#### [Directions]
Run through the records and, wherever a line holds the word "juvenile", return that line.

Segment Start: Input for this task

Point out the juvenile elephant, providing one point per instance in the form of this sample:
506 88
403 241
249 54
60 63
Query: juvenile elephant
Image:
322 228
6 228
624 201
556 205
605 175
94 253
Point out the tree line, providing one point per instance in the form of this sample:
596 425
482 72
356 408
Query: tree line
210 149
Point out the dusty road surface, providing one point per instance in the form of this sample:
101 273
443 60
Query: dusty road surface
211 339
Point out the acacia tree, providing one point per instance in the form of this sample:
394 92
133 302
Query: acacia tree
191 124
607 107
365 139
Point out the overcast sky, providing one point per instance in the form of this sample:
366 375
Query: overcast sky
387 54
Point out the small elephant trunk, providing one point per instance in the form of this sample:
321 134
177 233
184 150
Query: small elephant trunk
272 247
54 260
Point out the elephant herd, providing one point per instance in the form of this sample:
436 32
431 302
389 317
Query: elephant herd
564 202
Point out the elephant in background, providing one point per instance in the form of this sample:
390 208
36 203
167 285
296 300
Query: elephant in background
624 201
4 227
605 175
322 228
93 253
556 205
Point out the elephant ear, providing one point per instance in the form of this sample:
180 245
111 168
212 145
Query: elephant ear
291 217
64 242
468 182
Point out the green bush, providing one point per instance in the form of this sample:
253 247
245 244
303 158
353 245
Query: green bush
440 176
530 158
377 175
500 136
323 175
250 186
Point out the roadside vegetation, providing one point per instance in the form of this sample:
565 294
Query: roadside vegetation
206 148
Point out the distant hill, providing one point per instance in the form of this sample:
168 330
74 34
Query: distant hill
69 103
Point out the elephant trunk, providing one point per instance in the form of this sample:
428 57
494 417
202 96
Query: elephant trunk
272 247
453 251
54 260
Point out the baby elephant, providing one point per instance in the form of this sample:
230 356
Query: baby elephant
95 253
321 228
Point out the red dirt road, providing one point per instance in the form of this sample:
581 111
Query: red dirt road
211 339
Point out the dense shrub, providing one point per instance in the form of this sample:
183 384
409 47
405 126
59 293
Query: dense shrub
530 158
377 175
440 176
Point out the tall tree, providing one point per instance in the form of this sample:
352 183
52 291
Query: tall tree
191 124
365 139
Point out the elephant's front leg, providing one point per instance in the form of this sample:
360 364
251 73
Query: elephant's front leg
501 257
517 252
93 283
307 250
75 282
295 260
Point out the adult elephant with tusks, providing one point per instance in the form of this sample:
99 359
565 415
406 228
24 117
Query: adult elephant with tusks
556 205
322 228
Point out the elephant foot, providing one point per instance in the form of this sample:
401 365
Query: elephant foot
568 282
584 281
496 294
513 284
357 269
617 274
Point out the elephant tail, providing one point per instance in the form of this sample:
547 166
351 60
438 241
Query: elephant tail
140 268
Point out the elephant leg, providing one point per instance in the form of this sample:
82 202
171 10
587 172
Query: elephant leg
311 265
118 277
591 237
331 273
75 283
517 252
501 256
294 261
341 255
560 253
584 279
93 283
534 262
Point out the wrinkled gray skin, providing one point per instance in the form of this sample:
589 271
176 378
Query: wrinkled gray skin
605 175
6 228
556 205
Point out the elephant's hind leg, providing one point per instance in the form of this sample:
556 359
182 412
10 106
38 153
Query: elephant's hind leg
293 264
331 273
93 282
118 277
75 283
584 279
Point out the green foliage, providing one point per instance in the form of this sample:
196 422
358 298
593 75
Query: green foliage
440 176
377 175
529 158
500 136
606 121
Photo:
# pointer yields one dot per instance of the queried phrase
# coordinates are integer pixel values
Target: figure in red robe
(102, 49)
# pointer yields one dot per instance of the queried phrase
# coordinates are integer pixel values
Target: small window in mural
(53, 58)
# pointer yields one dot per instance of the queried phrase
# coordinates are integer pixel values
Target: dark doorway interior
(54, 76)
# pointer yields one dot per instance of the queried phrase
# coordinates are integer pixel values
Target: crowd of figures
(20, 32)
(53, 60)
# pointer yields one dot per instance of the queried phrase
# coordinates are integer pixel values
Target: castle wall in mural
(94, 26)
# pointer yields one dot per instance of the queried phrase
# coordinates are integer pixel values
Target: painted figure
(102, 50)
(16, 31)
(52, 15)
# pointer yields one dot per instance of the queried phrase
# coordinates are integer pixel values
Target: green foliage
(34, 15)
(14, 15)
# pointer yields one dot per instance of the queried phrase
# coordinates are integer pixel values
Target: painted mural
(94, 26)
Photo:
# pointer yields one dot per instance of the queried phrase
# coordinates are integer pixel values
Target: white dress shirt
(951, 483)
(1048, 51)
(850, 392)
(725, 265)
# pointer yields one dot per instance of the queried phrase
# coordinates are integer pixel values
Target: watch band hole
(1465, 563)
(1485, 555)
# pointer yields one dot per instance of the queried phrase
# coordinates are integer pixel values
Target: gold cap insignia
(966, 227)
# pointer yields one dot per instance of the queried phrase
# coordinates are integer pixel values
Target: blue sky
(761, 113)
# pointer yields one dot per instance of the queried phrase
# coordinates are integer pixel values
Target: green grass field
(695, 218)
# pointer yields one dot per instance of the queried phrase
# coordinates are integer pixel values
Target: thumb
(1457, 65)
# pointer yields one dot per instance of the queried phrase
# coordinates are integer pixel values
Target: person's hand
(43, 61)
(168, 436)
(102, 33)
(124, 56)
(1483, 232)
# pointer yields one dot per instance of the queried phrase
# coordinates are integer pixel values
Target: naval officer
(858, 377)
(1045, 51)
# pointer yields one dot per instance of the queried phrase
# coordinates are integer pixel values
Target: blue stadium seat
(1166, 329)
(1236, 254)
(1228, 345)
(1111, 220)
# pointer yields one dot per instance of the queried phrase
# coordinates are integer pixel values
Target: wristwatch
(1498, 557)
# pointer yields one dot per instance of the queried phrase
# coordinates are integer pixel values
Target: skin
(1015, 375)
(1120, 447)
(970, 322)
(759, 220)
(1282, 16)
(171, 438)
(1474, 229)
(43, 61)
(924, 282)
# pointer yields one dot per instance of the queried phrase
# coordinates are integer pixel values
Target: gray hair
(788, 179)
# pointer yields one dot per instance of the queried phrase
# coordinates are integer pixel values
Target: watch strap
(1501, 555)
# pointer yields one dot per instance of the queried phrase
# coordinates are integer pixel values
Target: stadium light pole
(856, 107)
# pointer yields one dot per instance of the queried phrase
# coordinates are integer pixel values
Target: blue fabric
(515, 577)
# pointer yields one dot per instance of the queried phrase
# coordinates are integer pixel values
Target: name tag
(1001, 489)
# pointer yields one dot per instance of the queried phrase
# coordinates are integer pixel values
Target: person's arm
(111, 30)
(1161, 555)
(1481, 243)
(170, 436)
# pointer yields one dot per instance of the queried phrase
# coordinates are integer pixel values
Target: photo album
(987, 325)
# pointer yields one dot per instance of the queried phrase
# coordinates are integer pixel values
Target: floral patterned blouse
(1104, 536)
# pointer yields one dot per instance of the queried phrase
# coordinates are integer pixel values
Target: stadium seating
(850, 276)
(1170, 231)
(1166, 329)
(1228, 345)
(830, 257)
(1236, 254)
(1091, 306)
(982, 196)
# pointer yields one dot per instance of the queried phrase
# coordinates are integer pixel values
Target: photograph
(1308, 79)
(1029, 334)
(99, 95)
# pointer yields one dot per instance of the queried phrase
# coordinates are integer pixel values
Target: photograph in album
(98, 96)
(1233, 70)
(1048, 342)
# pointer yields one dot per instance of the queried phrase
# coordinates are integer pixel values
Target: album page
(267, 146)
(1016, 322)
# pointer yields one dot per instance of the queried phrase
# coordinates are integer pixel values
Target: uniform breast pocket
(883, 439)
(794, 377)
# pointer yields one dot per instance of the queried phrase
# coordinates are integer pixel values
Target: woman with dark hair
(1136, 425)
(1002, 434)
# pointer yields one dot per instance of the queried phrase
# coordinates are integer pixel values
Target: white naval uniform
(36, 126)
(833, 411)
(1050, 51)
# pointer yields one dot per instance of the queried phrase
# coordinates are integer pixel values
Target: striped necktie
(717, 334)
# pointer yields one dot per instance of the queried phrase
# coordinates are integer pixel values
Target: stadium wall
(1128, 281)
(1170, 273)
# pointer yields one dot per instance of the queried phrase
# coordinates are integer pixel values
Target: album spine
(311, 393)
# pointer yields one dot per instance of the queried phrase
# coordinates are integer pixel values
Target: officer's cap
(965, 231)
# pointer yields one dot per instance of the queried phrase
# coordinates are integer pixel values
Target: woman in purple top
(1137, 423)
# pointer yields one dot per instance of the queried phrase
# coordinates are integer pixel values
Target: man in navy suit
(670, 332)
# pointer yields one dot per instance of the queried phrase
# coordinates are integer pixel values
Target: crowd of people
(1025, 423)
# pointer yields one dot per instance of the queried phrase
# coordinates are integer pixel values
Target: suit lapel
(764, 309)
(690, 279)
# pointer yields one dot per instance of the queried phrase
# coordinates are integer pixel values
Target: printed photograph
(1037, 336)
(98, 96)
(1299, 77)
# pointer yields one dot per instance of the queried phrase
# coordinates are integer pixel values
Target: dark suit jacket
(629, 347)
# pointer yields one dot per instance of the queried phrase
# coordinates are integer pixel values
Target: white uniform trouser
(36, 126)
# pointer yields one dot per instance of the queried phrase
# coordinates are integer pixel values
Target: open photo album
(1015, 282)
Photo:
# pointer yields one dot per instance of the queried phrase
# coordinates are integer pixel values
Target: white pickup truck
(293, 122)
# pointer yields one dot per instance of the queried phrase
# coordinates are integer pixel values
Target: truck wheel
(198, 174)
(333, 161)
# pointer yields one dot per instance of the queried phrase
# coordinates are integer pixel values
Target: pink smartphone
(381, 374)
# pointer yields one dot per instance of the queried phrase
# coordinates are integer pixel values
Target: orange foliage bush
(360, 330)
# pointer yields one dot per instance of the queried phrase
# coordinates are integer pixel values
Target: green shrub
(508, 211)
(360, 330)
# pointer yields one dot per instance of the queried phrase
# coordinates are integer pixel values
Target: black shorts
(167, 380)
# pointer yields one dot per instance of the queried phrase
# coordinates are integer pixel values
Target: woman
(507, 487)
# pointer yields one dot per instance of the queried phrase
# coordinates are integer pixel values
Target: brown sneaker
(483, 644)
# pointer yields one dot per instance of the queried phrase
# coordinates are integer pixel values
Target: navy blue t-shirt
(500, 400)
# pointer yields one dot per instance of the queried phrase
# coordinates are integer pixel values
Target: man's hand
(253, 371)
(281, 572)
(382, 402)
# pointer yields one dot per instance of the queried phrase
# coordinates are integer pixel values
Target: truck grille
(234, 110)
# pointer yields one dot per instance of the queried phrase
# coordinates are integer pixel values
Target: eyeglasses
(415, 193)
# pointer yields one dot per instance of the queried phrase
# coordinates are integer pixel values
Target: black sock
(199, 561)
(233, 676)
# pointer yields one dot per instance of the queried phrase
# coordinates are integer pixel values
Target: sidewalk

Segment End: Input for this task

#### [Response area]
Point out the juvenile elephant, providing one point per instance in the form of this sample:
Query: juvenile elephant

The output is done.